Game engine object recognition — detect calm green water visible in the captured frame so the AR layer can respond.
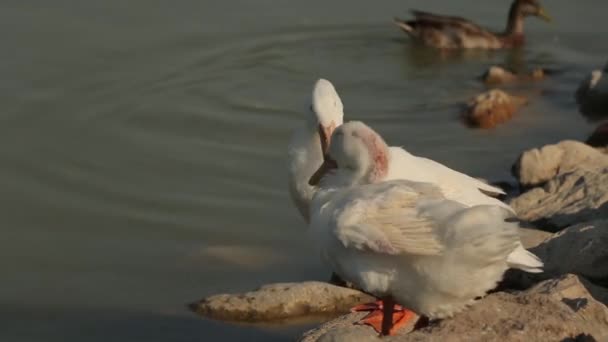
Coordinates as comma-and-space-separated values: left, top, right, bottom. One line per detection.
0, 0, 608, 342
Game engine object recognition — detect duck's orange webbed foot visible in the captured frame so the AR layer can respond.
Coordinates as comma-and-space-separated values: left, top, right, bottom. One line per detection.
351, 300, 416, 335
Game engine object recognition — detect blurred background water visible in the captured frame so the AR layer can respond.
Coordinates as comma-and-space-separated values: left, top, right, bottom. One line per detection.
0, 0, 608, 342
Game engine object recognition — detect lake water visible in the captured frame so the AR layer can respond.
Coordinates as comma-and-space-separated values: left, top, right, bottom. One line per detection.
0, 0, 608, 342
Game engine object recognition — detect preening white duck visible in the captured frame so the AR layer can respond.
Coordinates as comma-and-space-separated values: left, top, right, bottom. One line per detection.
288, 79, 512, 222
310, 122, 543, 335
287, 79, 344, 223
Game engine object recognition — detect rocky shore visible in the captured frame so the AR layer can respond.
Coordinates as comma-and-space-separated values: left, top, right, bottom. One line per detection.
191, 136, 608, 342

==*==

Reproduce the full listing above verbatim, omitting the picture.

■ Output for this exercise:
Game engine object recognition — detect calm green water visible in the captured frame so the AR layer can respond.
Coordinates as comma-and-space-separated values: left, top, right, bottom. One line per detection.
0, 0, 608, 342
Game engine object recognition — detect duck's orange webbed foot visible in the captured frame so the AR layer can respond.
Coordinates as comma-and-space-separated values: left, top, right, bottom. One line per detection.
351, 300, 416, 335
Game engine object recognition — detect blurred background water visible in the captured frame so the AR layer can respond.
Coordinates as comma-and-space-separated values: left, top, right, bottom. One line per detection.
0, 0, 608, 342
Game engine object recognition — detect lake water visible in the captured frame so the AR layer can respond.
Coordinates as comma-and-space-separated values: left, top, right, bottom. One line per detection.
0, 0, 608, 342
Game engine object recognition — detect preening white duck visible in the captured frame so the AR layer can respond.
Coordinates as comma-and-space-separated values: left, top, right, bottom. One line per detection.
288, 79, 512, 222
310, 122, 543, 335
287, 79, 344, 223
Game engine object recognition — detect rocky shore visible in the captured frame so the AR layer can respond.
Coordinates as comma-and-space-separated values: left, top, right, bottom. One line per detection.
191, 136, 608, 342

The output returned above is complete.